Start of SUPPLIED DATA
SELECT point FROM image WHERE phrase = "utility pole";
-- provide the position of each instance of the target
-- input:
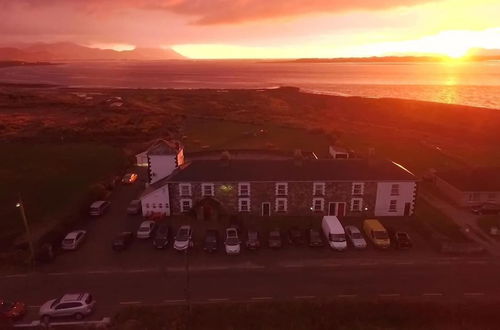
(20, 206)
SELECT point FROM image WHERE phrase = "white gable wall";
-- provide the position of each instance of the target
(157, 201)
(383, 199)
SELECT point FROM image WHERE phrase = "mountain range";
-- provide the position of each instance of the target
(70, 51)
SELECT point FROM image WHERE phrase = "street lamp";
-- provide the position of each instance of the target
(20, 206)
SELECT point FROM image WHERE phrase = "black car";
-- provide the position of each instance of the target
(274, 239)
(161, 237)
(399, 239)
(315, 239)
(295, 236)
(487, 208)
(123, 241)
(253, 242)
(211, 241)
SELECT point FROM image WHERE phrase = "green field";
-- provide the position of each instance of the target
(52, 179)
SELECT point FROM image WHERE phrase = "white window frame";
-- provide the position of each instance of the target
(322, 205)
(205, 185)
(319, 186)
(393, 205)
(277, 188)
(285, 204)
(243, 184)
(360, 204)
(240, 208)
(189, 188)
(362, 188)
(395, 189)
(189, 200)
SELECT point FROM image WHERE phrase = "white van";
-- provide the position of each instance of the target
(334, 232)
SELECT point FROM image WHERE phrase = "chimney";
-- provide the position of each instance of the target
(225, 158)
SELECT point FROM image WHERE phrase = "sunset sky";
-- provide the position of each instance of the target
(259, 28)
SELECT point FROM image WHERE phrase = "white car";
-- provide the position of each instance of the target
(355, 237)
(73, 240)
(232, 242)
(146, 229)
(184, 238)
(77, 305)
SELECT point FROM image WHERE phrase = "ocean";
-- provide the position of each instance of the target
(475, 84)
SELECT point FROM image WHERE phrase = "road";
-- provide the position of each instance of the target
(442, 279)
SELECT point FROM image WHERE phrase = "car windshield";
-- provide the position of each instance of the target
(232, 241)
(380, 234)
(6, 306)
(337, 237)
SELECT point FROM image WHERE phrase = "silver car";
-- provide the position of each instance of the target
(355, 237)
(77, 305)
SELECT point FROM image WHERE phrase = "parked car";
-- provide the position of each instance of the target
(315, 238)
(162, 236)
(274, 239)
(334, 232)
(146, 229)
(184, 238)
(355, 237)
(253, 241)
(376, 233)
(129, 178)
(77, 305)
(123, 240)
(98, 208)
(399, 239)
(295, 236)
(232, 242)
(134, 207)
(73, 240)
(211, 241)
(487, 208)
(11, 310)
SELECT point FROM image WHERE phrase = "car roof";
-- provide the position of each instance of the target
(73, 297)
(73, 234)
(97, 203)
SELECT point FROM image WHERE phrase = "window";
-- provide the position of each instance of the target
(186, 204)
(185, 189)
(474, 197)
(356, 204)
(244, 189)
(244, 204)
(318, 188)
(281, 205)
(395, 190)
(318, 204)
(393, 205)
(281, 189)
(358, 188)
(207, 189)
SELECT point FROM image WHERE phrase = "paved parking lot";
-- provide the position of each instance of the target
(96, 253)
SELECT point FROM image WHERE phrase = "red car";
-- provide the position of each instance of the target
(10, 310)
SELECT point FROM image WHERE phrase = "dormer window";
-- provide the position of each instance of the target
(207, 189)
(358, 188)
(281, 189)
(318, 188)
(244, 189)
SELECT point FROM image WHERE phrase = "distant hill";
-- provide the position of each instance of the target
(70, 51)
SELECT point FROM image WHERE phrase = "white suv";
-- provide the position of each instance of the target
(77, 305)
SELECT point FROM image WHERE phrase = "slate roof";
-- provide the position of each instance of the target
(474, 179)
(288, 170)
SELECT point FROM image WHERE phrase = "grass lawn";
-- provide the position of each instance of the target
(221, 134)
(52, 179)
End of SUPPLIED DATA
**DESCRIPTION OF THE TASK:** Check every line above for the word "roof" and copy those that have it.

**RESULT:**
SELECT point FROM image WHERE phrase = "car roof";
SELECT point FROM image WHERE phrase = "slate roof";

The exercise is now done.